問題文:
記録から、「trace: **aircraft nose**」を含む行から「M29 12L30 13L30」を含む行まで（両端の行も含む）を一字も変えずに抜き出す。画像は答えに入れない。

* * *

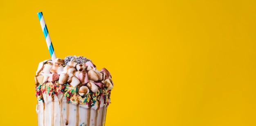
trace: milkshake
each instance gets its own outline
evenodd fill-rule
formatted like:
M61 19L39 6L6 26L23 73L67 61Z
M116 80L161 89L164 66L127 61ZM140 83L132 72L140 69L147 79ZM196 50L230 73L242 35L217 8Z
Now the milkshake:
M39 63L35 76L38 126L104 126L113 83L105 68L68 56Z

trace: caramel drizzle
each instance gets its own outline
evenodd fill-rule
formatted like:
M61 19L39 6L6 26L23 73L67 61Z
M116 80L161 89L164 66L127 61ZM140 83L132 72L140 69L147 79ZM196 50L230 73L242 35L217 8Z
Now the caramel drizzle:
M52 95L52 126L54 125L54 96Z
M94 119L94 126L97 126L97 119L98 118L98 111L97 111L96 112L96 114L95 115L95 118Z
M70 104L68 103L67 100L67 108L66 109L67 111L67 114L66 114L66 126L68 125L68 118L69 117L69 113L70 113Z
M79 104L76 104L76 126L79 126Z
M87 124L86 126L90 125L90 119L91 118L91 109L87 109Z
M60 122L61 123L61 126L63 126L63 114L62 114L62 98L64 97L64 94L61 96L60 101L59 99L59 104L60 105L60 111L61 112L61 115L60 115Z

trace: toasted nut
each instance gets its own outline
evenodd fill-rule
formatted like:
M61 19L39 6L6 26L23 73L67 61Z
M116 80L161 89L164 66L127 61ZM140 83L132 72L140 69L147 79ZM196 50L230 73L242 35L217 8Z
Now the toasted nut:
M93 81L97 81L99 80L99 76L98 74L93 70L89 70L87 73L89 79Z
M89 89L87 87L83 86L80 87L79 89L78 93L79 93L79 94L81 96L84 96L88 94L89 91Z

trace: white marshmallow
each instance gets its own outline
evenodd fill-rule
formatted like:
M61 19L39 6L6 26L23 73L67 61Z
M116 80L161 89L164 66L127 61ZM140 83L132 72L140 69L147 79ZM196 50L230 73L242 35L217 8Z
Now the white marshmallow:
M80 81L76 76L73 76L67 80L67 83L73 87L76 87L80 84Z
M76 66L77 65L77 63L73 61L70 61L68 63L68 65L71 66L73 67L76 67Z
M67 73L70 76L74 74L76 71L76 70L75 68L68 65L64 67L63 72Z
M101 89L103 89L103 88L104 87L104 83L101 82L99 82L97 83L94 82L94 83Z
M84 85L89 81L88 75L85 72L81 72L78 74L78 79L81 81L82 84Z
M45 74L45 73L42 73L42 75L44 76L43 79L43 83L48 82L48 79L50 77L51 74Z
M97 81L99 80L99 76L98 74L93 70L89 70L87 73L88 77L90 80L93 81Z
M88 82L86 86L89 88L89 89L92 91L92 92L96 92L99 90L98 87L95 85L95 84L92 82Z
M88 65L88 66L87 66L87 68L86 68L86 70L90 71L90 70L92 70L93 69L93 67L92 67L91 66Z
M76 70L79 71L85 71L86 70L85 66L81 64L76 65L75 67L76 68Z
M43 83L44 76L42 75L35 76L35 84L36 86L38 86L40 84Z
M111 90L113 89L113 81L110 78L106 79L104 80L105 87L108 88L108 90Z
M105 80L105 74L104 72L97 72L97 74L98 74L98 76L99 76L99 80Z
M47 59L39 63L39 64L37 67L37 70L36 70L36 75L39 75L40 74L40 73L41 73L43 70L43 67L45 64L48 63L52 64L52 61L51 59Z
M57 73L60 74L63 71L63 65L65 64L63 59L60 58L56 58L53 61L53 66L51 69L51 72Z
M50 74L51 72L50 70L52 67L52 65L49 64L45 64L42 72L45 74Z
M89 93L90 90L86 86L83 86L80 87L79 89L78 93L81 96L84 96Z
M67 83L67 81L68 78L68 75L67 74L63 73L60 75L58 79L58 83L61 85Z

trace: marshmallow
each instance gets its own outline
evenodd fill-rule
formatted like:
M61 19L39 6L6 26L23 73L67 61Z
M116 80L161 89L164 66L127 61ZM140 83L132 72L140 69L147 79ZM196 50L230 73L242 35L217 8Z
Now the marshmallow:
M91 61L89 61L86 63L85 63L85 66L90 66L96 68L96 66L92 63L92 62Z
M60 75L58 79L58 83L61 85L67 83L67 81L68 78L68 75L67 74L63 73Z
M35 84L36 86L38 86L40 84L43 83L43 78L44 76L42 75L35 76Z
M79 71L85 71L86 70L86 67L82 64L76 65L75 67L76 68L76 70Z
M53 66L51 69L51 72L56 73L58 74L60 74L63 69L62 65L64 64L65 63L63 59L56 58L53 61Z
M65 64L65 62L64 61L64 60L60 59L60 58L56 58L55 59L54 59L54 60L53 61L53 63L57 63L58 64L61 64L61 65L64 65Z
M52 64L52 60L50 59L46 60L43 62L39 63L39 64L38 65L38 67L37 68L37 70L36 70L36 75L39 75L40 74L40 73L43 70L44 65L45 64L47 64L49 63L50 64Z
M73 76L67 80L67 83L73 87L76 87L80 84L80 81L76 76Z
M45 64L44 65L44 67L43 69L43 70L42 72L45 74L49 74L51 73L50 70L51 69L52 67L52 65L50 65L49 64Z
M79 89L78 93L81 96L84 96L88 94L89 91L89 89L87 87L83 86L80 87Z
M103 89L103 88L104 87L104 83L101 82L99 82L97 83L94 82L94 83L95 84L95 85L98 86L98 87L99 87L101 89Z
M68 65L71 66L73 67L76 67L76 66L77 65L77 63L76 62L74 62L73 61L70 61L69 63L68 63Z
M43 75L44 76L44 78L43 80L43 83L45 82L48 82L48 79L49 78L50 75L51 75L51 74L42 74L42 75Z
M89 82L88 75L85 72L80 73L78 74L78 79L80 80L83 85L84 85Z
M106 79L108 78L110 76L110 73L108 70L107 70L106 68L102 68L102 69L101 70L101 71L104 72L105 73L105 78Z
M48 79L48 81L54 82L58 80L60 76L56 73L53 73L50 74L49 78Z
M104 72L97 72L97 74L98 74L98 76L99 76L99 80L101 81L105 80L105 74Z
M67 73L70 76L72 76L74 74L76 71L76 70L70 65L67 65L64 67L63 72L65 73Z
M108 78L104 80L105 87L108 88L108 90L111 90L113 89L113 81L112 79Z
M97 81L99 80L99 76L98 74L93 70L89 70L87 73L88 77L90 80L93 81Z
M98 88L98 87L95 85L95 84L92 82L88 82L86 86L89 88L89 89L92 91L92 92L96 92L98 91L99 89Z
M88 66L86 68L86 70L87 71L90 71L90 70L95 70L96 69L95 67L93 67L90 65Z

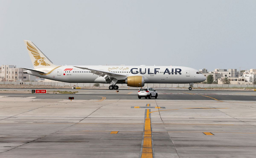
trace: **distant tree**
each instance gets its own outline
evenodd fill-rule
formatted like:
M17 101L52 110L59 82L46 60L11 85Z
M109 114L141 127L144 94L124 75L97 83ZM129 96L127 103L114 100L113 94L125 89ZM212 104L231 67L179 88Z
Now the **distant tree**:
M228 79L228 77L226 77L224 78L224 80L222 82L222 83L225 84L230 84L230 81Z
M207 84L212 84L213 82L213 77L211 75L207 76Z

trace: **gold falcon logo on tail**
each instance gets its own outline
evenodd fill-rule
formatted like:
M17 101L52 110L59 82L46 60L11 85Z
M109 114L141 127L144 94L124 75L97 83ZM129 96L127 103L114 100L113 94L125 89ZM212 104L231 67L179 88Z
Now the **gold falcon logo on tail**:
M37 67L41 64L44 66L50 66L51 65L46 63L44 60L45 59L45 58L41 57L40 56L40 54L38 52L38 51L36 48L35 48L32 45L29 44L28 42L27 42L27 44L28 45L27 48L31 53L33 54L36 60L34 62L34 66Z

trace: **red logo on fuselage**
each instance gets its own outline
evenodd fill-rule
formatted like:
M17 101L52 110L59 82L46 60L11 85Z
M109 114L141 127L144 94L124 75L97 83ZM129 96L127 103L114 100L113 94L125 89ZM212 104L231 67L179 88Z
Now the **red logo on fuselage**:
M64 71L71 71L73 69L73 68L66 68L64 70Z

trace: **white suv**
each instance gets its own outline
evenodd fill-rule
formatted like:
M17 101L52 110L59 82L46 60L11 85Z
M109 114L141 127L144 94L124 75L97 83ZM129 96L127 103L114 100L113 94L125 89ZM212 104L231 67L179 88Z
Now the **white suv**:
M141 97L145 97L151 99L151 97L157 98L157 92L151 88L142 88L138 91L138 98L140 99Z

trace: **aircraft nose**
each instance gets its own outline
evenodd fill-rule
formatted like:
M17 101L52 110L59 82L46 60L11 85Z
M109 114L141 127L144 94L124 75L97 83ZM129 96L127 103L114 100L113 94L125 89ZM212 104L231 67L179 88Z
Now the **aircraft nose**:
M202 82L204 82L205 80L206 80L206 77L204 75L203 75L202 74L202 76L201 77L202 79L202 81L201 81Z

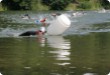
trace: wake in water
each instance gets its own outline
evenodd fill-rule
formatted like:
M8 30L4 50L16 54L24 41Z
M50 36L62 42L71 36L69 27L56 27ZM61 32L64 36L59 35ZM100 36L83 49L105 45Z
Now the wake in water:
M29 12L30 13L30 12ZM84 15L72 16L71 12L62 12L66 14L72 24L71 27L63 33L63 35L84 35L90 32L109 32L110 31L110 13L98 13L94 11L86 11ZM47 17L47 22L51 22L54 17L50 13L36 14L30 13L31 19L21 19L23 13L2 14L0 37L13 37L26 31L36 31L39 27L36 25L36 18L41 19ZM3 21L6 20L5 21ZM5 27L4 27L5 26Z

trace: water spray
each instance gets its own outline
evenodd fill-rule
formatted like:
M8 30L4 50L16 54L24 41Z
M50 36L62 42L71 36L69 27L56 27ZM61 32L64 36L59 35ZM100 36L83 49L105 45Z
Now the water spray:
M110 2L110 0L108 0Z

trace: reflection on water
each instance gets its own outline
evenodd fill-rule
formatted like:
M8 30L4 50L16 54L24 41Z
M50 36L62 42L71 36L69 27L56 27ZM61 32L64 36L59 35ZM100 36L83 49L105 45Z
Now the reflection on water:
M54 54L56 60L70 60L70 42L65 40L62 36L49 36L47 42L50 47L55 50L50 50L49 53ZM68 65L70 62L55 63L58 65Z
M28 12L29 13L29 12ZM12 37L36 30L38 18L53 19L50 12L0 15L0 73L3 75L107 75L110 72L110 13L88 11L70 16L71 27L62 36ZM64 12L65 13L65 12ZM67 13L68 15L68 13ZM102 18L103 17L103 18ZM82 35L84 34L84 35Z

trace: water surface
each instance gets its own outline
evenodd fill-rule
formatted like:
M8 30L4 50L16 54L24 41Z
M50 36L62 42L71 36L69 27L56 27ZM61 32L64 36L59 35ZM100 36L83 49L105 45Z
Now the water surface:
M28 13L32 19L22 19ZM107 75L110 72L110 13L85 11L71 16L61 36L13 37L36 30L36 18L51 12L0 12L0 72L3 75Z

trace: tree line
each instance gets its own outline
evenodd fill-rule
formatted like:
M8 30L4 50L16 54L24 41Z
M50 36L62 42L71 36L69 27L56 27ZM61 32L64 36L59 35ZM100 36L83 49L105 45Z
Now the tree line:
M4 10L65 10L70 4L79 9L110 9L108 0L2 0L1 4Z

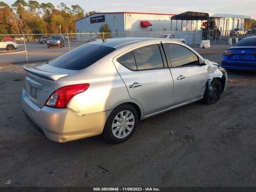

* * *

解答:
trace: **aircraft nose**
each instance gets its own outline
evenodd fill-rule
formatted like:
M17 101L52 110L59 82L46 60L11 85Z
M109 114L141 127L144 94L124 75L97 83ZM129 96L127 103L114 100L113 94L125 89ZM212 104L231 67L179 88Z
Now the **aircraft nose**:
M202 82L204 82L205 80L206 80L206 77L204 75L203 75L202 74L202 76L201 77L202 79L202 81L201 81Z

trace: wake in water
each instance gets its own outline
evenodd fill-rule
formatted like:
M8 30L4 50L16 54L24 41Z
M50 36L62 42L71 36L69 27L56 27ZM61 32L64 36L59 35ZM100 36L83 49L105 45Z
Now the wake in water:
M29 12L30 13L30 12ZM84 15L72 16L71 12L62 12L66 14L72 24L71 27L63 33L63 35L84 35L90 32L109 32L110 31L110 13L98 13L94 11L86 11ZM47 17L47 22L51 22L54 17L50 13L36 14L30 13L31 19L21 19L23 13L2 14L0 37L13 37L26 31L36 31L39 27L36 25L36 18L41 19ZM3 21L6 20L5 21ZM5 27L4 27L5 26Z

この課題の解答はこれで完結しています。